• **TASKS TO PERFORM**
A. In the passage about Stacey Kozel's Appalachian Trail hike, extract the part starting at "Completing the Appalachian" and ending at "her Appalachian journey.", copied word for word.
B. Using the passage about Stacey Kozel's Appalachian Trail hike, answer these:
(i) How many miles long is the hike Kozel is taking on?
(ii) In what month and year did she become paralyzed?
(iii) Which company manufactures the C-brace she uses?
C. Continue the passage about Stacey Kozel's Appalachian Trail hike, starting after its final sentence.

• **READING PASSAGE**
========================
Completing the Appalachian trail is tough enough for a healthy, physically-able hiker. Try doing the whole thing, Georgia to Maine, while paralyzed from the waist down. Though it seems almost impossible, 41-year-old Stacey Kozel, of Ohio, is taking on this 2,190 mile hike completely alone.
After Lupus, a chronic inflammatory disease, had affected her central nervous system, Kozel was left paralyzed from the waist down. It even had some serious affects on her lungs, due to how high it struck in her spinal cord. She became paralyzed in March of 2014, and two years later, March of this year, she began her Appalachian journey.
But here’s the thing – she is actually hiking it. No wheel chair or motorized devices. To complete this journey, she is using a high-tech leg brace manufactured by Ottobock. It’s called a C-brace, and it was created to help paraplegic people regain their ability to walk. The brace functions based on sensors in the sole of her shoes, along with a computer that controls the tension on the brace on her knees. Kozel has zero feeling or movement in her legs, and basically relies on these sensors to allow her legs to move as they should – they do not assist her in any way.
========================
• **DATA PROVIDED**

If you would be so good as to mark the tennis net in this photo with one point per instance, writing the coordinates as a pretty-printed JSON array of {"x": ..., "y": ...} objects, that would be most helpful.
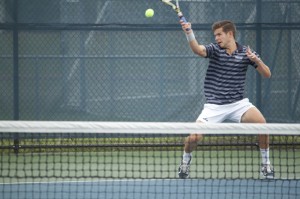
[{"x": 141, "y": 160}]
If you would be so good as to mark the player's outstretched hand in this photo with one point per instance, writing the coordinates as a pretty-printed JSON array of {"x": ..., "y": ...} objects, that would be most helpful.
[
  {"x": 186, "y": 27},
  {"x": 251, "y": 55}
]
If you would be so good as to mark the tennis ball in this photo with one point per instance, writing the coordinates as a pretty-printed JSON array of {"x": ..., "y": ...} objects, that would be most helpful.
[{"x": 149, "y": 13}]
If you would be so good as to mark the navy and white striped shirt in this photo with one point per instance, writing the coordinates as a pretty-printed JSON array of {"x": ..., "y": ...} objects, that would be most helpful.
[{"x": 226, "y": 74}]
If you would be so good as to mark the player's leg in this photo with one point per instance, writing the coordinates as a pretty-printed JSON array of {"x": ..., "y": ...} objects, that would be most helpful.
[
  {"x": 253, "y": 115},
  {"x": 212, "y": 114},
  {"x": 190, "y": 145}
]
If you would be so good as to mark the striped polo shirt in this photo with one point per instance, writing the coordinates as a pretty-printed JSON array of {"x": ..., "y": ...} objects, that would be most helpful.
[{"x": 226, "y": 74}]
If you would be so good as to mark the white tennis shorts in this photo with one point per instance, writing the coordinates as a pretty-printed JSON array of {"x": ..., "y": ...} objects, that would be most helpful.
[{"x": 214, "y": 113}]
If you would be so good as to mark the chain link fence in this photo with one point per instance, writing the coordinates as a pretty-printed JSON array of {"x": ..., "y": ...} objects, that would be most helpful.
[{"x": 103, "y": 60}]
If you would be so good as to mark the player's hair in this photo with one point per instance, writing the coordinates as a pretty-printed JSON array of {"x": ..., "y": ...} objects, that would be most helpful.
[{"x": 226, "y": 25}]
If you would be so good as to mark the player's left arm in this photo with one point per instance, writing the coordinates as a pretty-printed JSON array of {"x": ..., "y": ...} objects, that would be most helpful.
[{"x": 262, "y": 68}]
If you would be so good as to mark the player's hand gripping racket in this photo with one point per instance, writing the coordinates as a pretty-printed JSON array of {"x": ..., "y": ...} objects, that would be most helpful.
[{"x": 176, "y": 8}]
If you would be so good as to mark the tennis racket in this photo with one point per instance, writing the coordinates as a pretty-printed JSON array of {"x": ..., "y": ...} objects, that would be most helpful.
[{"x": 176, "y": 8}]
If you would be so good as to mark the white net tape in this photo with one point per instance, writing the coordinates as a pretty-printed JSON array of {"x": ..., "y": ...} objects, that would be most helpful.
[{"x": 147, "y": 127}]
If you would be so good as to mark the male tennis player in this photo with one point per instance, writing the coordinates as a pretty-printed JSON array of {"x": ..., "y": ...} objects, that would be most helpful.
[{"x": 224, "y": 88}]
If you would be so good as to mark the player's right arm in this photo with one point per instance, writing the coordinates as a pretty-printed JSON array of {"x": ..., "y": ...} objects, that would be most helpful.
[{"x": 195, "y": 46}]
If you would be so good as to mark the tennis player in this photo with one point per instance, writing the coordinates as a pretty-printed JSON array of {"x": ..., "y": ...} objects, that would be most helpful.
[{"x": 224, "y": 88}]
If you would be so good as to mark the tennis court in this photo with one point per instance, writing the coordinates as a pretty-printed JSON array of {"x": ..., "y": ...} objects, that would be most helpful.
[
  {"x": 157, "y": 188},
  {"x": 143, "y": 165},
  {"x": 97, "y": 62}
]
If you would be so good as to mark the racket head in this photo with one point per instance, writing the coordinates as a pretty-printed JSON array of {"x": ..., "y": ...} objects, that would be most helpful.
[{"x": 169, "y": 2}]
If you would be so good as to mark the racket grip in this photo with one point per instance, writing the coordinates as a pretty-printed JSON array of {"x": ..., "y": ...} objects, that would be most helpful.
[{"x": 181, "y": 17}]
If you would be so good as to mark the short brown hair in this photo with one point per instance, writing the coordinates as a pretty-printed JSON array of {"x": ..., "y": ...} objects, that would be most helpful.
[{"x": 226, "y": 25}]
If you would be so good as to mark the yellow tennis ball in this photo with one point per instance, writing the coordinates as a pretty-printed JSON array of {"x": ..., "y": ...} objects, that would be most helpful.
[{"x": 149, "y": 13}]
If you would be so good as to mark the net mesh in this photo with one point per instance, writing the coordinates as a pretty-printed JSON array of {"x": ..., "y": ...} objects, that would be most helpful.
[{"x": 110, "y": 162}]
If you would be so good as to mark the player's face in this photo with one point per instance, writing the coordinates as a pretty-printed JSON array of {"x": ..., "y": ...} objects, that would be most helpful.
========================
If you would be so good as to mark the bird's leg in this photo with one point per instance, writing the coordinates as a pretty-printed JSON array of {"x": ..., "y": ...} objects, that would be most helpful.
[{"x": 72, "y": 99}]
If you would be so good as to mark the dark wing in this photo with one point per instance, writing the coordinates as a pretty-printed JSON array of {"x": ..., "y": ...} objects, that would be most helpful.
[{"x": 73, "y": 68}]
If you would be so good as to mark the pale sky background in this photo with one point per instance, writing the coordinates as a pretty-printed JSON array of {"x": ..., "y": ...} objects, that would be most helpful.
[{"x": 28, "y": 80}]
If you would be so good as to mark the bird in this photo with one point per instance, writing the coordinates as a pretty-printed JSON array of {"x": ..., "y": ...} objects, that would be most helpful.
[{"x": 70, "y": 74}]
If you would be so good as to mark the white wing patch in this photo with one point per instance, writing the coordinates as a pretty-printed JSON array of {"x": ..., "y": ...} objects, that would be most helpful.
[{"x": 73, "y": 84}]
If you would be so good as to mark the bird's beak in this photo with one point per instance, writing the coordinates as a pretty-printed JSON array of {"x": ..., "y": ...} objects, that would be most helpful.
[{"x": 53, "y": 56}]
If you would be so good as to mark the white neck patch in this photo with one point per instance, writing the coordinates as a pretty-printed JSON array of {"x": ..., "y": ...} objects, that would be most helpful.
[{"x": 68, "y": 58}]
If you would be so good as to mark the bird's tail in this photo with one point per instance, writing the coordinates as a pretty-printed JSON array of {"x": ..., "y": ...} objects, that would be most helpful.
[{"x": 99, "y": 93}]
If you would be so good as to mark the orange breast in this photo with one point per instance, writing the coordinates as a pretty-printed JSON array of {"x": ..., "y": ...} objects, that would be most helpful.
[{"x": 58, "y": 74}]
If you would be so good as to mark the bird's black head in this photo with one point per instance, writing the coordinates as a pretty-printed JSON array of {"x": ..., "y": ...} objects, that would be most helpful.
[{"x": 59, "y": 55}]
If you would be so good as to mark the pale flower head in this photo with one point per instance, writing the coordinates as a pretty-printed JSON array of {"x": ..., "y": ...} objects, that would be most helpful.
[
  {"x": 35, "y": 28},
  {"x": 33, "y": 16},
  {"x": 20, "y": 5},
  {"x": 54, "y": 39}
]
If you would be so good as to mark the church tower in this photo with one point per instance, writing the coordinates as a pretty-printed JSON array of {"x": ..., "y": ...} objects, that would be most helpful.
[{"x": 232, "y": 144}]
========================
• **ANSWERS FOR THIS EXERCISE**
A.
Completing the Appalachian trail is tough enough for a healthy, physically-able hiker. Try doing the whole thing, Georgia to Maine, while paralyzed from the waist down. Though it seems almost impossible, 41-year-old Stacey Kozel, of Ohio, is taking on this 2,190 mile hike completely alone.
After Lupus, a chronic inflammatory disease, had affected her central nervous system, Kozel was left paralyzed from the waist down. It even had some serious affects on her lungs, due to how high it struck in her spinal cord. She became paralyzed in March of 2014, and two years later, March of this year, she began her Appalachian journey.

B.
(i) 2,190 miles
(ii) March 2014
(iii) Ottobock

C.
Kozel recalls being in the hospital, practically dying to get outside and spend some much needed time in the great outdoors. She even began plotting the details of her trip. What better medicine is there? “I’ll never forget those days,” Kozel told CBS. “I’ll never forget looking out my hospital room. All of the days I’ve been there. I spent a lot of time in there wanting to get outdoors.”
Currently on the Virginia stretch of the trail, Kozel continues to prove she can hike with the best of them, even without full use of her legs. Though she had been planning her trip since long before she became paralyzed, she is now also using it as a platform to spread a message: “My goal is to bring awareness to these braces and hopefully get more people out of wheelchairs and out exploring the world. When insurance companies deny people due to (the rationalization that) ‘it is not necessary,’ I hope my story will prove the opposite. I hope to see everyone out there on the trail!” she wrote on her Facebook page.
Kozel’s Appalachian trail adventure can be followed on her social feeds, as well as on her website. There’s no doubt that she’s proving the great outdoors possess in them the great healing power everyone needs in their lives. A t-shirt Kozel is fond of wearing aptly states:”Living. It’s the only thing worth dying for.” Amen sister.